··· Data ···

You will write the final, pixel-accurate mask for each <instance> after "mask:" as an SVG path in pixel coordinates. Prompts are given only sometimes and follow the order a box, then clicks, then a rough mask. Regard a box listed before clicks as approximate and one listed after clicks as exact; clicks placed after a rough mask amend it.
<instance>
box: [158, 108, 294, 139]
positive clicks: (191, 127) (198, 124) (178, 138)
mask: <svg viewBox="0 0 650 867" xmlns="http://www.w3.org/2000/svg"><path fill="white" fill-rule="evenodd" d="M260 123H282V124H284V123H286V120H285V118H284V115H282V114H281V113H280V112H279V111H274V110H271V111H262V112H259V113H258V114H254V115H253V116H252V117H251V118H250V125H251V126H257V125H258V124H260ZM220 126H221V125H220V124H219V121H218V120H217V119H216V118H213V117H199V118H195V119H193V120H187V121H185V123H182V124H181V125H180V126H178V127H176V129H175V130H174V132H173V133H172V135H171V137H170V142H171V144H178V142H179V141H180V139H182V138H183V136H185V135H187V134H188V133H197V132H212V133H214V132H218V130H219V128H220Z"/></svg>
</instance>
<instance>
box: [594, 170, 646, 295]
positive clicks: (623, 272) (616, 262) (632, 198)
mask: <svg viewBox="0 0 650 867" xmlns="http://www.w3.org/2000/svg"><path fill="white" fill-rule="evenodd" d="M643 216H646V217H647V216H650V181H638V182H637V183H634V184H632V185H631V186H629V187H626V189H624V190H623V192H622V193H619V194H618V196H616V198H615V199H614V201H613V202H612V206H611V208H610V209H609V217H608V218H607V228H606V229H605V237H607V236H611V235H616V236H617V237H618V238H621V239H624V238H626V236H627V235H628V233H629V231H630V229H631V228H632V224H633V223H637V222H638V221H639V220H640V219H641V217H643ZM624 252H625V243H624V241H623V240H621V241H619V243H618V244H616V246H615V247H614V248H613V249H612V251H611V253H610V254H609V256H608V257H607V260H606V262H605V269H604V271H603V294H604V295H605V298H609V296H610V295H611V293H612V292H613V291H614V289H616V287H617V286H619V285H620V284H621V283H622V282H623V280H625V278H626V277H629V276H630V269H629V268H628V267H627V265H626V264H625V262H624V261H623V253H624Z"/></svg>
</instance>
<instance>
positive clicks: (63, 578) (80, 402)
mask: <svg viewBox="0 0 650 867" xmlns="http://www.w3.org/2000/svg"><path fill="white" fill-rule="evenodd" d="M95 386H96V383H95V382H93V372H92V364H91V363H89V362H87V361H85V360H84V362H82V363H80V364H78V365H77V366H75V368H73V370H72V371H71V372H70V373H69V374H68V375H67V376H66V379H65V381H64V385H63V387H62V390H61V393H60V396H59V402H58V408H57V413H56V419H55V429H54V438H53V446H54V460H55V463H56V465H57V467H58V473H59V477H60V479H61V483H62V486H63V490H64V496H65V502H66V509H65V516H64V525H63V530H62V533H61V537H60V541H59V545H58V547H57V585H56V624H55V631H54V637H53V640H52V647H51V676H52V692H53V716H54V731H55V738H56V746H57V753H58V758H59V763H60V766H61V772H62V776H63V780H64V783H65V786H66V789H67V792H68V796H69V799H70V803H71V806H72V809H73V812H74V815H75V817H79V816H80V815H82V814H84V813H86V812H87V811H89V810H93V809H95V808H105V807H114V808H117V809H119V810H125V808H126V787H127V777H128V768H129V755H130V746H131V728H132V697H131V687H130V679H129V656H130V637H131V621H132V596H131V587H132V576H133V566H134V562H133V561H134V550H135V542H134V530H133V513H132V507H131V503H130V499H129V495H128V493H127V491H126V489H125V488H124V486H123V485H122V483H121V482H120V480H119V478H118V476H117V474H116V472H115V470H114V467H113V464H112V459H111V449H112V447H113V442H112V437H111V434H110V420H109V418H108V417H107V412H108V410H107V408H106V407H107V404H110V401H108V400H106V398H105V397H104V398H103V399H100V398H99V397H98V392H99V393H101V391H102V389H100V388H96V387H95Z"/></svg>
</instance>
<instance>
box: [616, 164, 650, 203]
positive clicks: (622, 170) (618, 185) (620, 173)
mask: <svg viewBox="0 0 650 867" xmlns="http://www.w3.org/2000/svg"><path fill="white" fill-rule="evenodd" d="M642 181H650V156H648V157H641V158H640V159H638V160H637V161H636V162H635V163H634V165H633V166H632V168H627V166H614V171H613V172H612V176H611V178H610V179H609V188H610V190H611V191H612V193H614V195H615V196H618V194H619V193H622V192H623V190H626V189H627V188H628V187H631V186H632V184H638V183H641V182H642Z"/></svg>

···

▶ Exercise
Take the records above and return them exactly as written.

▶ Response
You will write the final, pixel-accurate mask for each <instance> after "mask:" as an SVG path in pixel coordinates. Prompts are given only sometimes and follow the order a box, then clicks, then a rough mask. Regard a box listed before clicks as approximate and one listed after clicks as exact; clicks placed after a rough mask amend it.
<instance>
box: [158, 108, 294, 139]
positive clicks: (191, 127) (198, 124) (178, 138)
mask: <svg viewBox="0 0 650 867" xmlns="http://www.w3.org/2000/svg"><path fill="white" fill-rule="evenodd" d="M260 123H282V124H284V123H286V120H285V118H284V115H282V114H281V113H280V112H279V111H274V110H271V111H262V112H259V113H258V114H254V115H253V116H252V117H251V118H250V125H251V126H257V125H258V124H260ZM220 126H221V125H220V124H219V121H218V120H217V119H216V118H213V117H199V118H195V119H193V120H187V121H185V123H182V124H181V125H180V126H178V127H176V129H175V130H174V132H173V133H172V135H171V137H170V142H171V144H178V142H179V141H180V139H182V138H183V136H185V135H187V134H188V133H197V132H212V133H214V132H218V130H219V128H220Z"/></svg>
</instance>
<instance>
box: [594, 170, 646, 295]
positive clicks: (623, 272) (616, 262) (632, 198)
mask: <svg viewBox="0 0 650 867" xmlns="http://www.w3.org/2000/svg"><path fill="white" fill-rule="evenodd" d="M643 216H646V217H647V216H650V181H638V182H637V183H634V184H632V185H631V186H629V187H626V189H624V190H623V192H622V193H619V194H618V196H616V198H615V199H614V201H613V202H612V206H611V208H610V209H609V217H608V218H607V228H606V229H605V237H607V236H611V235H616V236H617V237H618V238H621V239H624V238H626V236H627V235H628V233H629V231H630V229H631V228H632V224H633V223H637V222H638V221H639V220H640V219H641V217H643ZM624 252H625V243H624V241H623V240H621V241H619V243H618V244H616V246H615V247H614V248H613V249H612V251H611V253H610V254H609V256H608V257H607V260H606V262H605V269H604V271H603V294H604V295H605V298H609V296H610V295H611V293H612V292H613V291H614V289H616V287H617V286H619V285H620V284H621V283H622V282H623V280H625V278H626V277H629V276H630V269H629V268H628V267H627V265H626V264H625V262H624V261H623V253H624Z"/></svg>
</instance>
<instance>
positive clicks: (63, 578) (80, 402)
mask: <svg viewBox="0 0 650 867" xmlns="http://www.w3.org/2000/svg"><path fill="white" fill-rule="evenodd" d="M95 386H96V383H95V382H93V372H92V364H91V363H89V362H87V361H85V360H84V362H82V363H80V364H78V365H77V366H75V368H73V370H72V371H71V372H70V373H69V374H68V375H67V376H66V379H65V381H64V385H63V387H62V390H61V393H60V396H59V402H58V408H57V413H56V419H55V429H54V438H53V446H54V460H55V463H56V465H57V467H58V473H59V477H60V479H61V483H62V486H63V490H64V496H65V502H66V509H65V516H64V525H63V530H62V533H61V537H60V541H59V545H58V547H57V585H56V624H55V631H54V637H53V640H52V647H51V676H52V692H53V716H54V731H55V738H56V746H57V753H58V758H59V763H60V766H61V772H62V776H63V780H64V783H65V786H66V789H67V792H68V796H69V799H70V803H71V806H72V809H73V812H74V815H75V817H79V816H80V815H82V814H84V813H86V812H87V811H89V810H93V809H95V808H105V807H114V808H117V809H119V810H125V808H126V787H127V777H128V768H129V755H130V746H131V728H132V697H131V687H130V679H129V656H130V637H131V621H132V596H131V587H132V576H133V566H134V562H133V561H134V550H135V542H134V530H133V513H132V507H131V503H130V499H129V495H128V493H127V491H126V489H125V488H124V486H123V485H122V483H121V482H120V480H119V478H118V476H117V474H116V472H115V470H114V467H113V464H112V459H111V449H112V447H113V442H112V437H111V434H110V420H109V418H108V417H107V412H108V410H107V408H106V407H107V404H110V401H108V400H106V398H105V397H104V398H103V399H100V398H99V397H98V392H99V393H101V391H102V389H100V388H96V387H95Z"/></svg>
</instance>
<instance>
box: [616, 164, 650, 203]
positive clicks: (622, 170) (618, 185) (620, 173)
mask: <svg viewBox="0 0 650 867" xmlns="http://www.w3.org/2000/svg"><path fill="white" fill-rule="evenodd" d="M642 181H650V156H648V157H641V158H640V159H638V160H637V161H636V162H635V163H634V165H633V166H632V168H627V166H614V171H613V172H612V176H611V178H610V179H609V188H610V190H611V191H612V193H614V195H615V196H618V194H619V193H622V192H623V190H626V189H627V188H628V187H631V186H632V184H638V183H641V182H642Z"/></svg>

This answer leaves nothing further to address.